• [Task to complete]:
Reproduce the research-interests statement below in full, word for word.

[Extracted text — start]

My interests span a range of issues that are relevant to building autonomous agents including perception, motion planning, task planning, manipulation, learning, and human-robot interaction. I believe that the constraints imposed by the physical environment and by the demands of human users are important for grounding robotics research. I like to develop general-purpose solutions that have a strong mathematical basis and perform comprehensive evaluation on hardware platforms. I enjoy field-work with real-world robots and have experience working with autonomous under-water vehicles, mobile robots, and manipulator arms.

[Extracted text — finish]
[Entries shown — start]

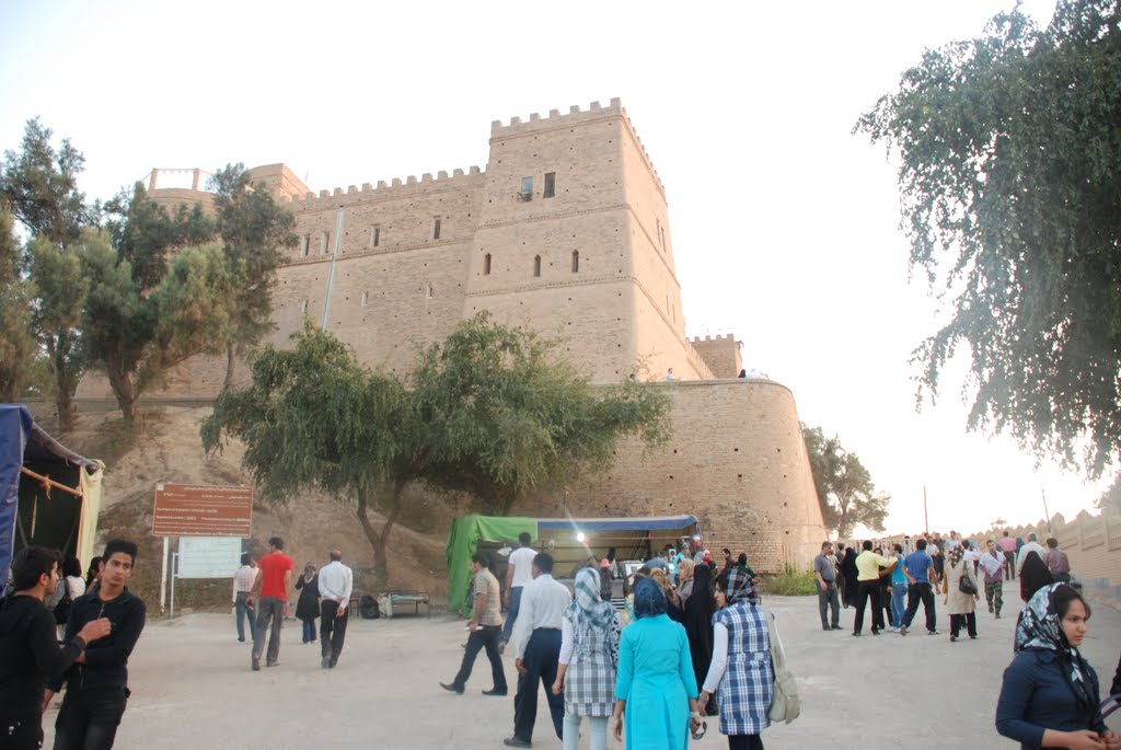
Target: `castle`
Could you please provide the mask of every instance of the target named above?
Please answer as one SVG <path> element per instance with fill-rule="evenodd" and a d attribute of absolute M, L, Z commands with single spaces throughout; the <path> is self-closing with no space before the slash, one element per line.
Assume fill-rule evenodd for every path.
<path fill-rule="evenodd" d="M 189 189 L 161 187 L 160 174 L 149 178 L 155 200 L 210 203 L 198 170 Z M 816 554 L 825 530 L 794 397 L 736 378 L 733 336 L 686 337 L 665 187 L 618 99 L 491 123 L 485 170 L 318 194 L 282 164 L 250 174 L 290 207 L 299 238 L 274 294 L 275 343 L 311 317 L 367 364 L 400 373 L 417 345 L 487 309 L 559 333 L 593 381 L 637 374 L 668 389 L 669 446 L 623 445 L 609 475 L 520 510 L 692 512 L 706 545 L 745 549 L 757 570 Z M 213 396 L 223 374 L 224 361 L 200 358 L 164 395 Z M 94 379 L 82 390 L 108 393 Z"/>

[Entries shown — finish]

• [Solved exercise]:
My interests span a range of issues that are relevant to building autonomous agents including perception, motion planning, task planning, manipulation, learning, and human-robot interaction. I believe that the constraints imposed by the physical environment and by the demands of human users are important for grounding robotics research. I like to develop general-purpose solutions that have a strong mathematical basis and perform comprehensive evaluation on hardware platforms. I enjoy field-work with real-world robots and have experience working with autonomous under-water vehicles, mobile robots, and manipulator arms.